▶ _WORK REQUIRED_: Format everything below, from the start of the data down to and including the line that contains "[[112, 647], [1078, 734], [932, 739], [633, 803]]", as a numbered list with blank lines left out.

### DATA EXCERPTS ###

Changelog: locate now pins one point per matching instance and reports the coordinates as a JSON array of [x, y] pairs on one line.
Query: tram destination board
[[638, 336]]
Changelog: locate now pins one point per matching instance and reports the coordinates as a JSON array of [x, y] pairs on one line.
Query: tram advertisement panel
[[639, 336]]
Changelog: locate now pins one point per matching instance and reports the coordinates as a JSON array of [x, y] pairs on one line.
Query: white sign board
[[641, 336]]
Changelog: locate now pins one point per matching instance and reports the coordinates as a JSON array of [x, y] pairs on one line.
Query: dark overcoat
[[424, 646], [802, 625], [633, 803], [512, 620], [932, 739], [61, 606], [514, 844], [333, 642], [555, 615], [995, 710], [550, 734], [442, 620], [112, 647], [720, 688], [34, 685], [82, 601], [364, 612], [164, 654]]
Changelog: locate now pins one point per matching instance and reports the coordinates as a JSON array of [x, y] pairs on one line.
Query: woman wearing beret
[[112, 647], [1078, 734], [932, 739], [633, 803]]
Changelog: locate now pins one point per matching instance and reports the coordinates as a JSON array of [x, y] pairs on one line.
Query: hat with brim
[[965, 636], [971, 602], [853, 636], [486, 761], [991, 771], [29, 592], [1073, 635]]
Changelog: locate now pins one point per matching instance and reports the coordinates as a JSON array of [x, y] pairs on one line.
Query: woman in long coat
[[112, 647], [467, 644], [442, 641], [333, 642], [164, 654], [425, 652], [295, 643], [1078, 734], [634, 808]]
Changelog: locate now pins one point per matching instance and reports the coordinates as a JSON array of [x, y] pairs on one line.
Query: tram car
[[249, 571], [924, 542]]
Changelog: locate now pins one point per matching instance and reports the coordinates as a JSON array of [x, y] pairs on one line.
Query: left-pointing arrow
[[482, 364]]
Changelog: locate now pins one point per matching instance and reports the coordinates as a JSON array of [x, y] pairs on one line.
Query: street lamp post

###

▶ _RESULT_:
1. Changelog: locate now pins one point per matching instance and reports the coordinates as a JSON array of [x, y] pairs on one line.
2. Query: tram destination board
3. [[638, 336]]
4. Changelog: locate now pins one point per matching instance and reports the coordinates as a JSON array of [x, y] pairs on one line.
5. Query: tram advertisement panel
6. [[639, 336]]
7. Changelog: locate now pins one point per matching instance and reports the coordinates as a JSON array of [x, y] pairs on one line.
8. Query: white sign board
9. [[641, 336]]
10. Changelog: locate now pins one point per matching instance and reports the coordinates as a JSON array of [x, y] pairs on one line.
11. Query: dark overcoat
12. [[424, 646], [802, 625], [633, 803], [512, 620], [932, 739], [61, 606], [514, 844], [333, 642], [555, 615], [995, 710], [550, 734], [442, 620], [112, 647], [720, 688], [34, 685], [82, 601], [364, 612], [164, 654]]
13. Changelog: locate now pins one point per matching instance and reports the coordinates as a JSON array of [x, y] pairs on one line.
14. Query: woman wearing beret
15. [[112, 647], [1078, 734], [932, 739], [633, 803]]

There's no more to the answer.